WORK ORDER.
Your task is to find every line of the data that holds the string "crane" and copy it.

SUPPLIED DATA.
==================================================
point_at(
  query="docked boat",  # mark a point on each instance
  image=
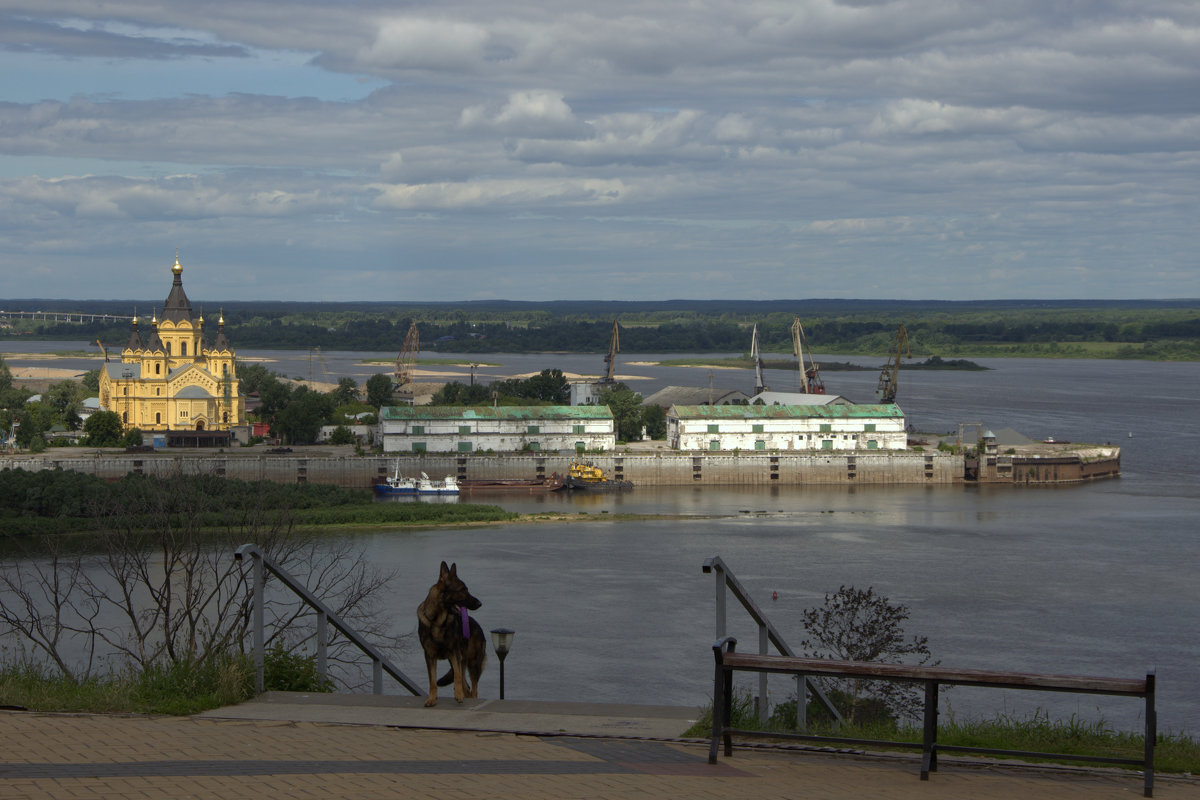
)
(588, 476)
(396, 483)
(511, 485)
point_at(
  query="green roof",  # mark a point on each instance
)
(786, 411)
(497, 413)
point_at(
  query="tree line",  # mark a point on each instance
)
(844, 326)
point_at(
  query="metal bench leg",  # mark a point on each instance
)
(929, 744)
(1151, 739)
(718, 713)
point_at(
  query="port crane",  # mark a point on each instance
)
(810, 377)
(611, 359)
(406, 361)
(891, 373)
(759, 386)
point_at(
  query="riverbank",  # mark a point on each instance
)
(1020, 465)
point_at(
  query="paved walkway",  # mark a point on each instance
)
(214, 756)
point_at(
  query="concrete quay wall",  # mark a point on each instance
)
(643, 469)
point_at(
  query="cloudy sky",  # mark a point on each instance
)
(477, 149)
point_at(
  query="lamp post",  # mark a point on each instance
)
(502, 642)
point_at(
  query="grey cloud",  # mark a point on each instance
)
(35, 35)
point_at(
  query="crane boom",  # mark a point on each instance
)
(810, 377)
(889, 376)
(406, 361)
(759, 386)
(611, 359)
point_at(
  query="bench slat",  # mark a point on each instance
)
(754, 662)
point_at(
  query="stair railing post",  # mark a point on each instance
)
(257, 617)
(763, 643)
(322, 644)
(719, 573)
(802, 703)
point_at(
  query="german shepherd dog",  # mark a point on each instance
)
(448, 632)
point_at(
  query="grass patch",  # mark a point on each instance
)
(1174, 752)
(175, 690)
(172, 689)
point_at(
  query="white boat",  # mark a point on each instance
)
(396, 483)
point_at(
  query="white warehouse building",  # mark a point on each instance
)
(505, 428)
(786, 427)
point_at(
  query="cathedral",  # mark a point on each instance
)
(171, 380)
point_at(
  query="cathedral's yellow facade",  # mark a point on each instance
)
(168, 378)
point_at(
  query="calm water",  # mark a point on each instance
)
(1097, 578)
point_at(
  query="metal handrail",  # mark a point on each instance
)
(767, 633)
(325, 617)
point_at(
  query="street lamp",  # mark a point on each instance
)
(502, 642)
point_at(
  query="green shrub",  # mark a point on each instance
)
(286, 671)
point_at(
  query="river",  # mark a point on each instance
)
(1097, 579)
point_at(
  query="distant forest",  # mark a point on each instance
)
(1164, 330)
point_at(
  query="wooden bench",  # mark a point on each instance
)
(730, 661)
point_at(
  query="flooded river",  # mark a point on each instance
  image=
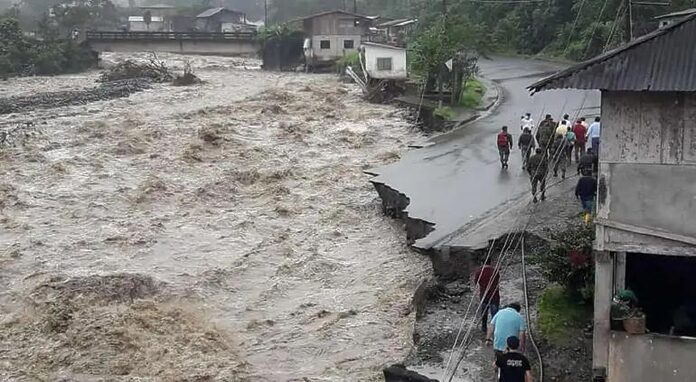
==================================================
ANSWER BOX.
  query="port crane",  # mark a point on each instance
  query="crane boom",  # mark a point on each instance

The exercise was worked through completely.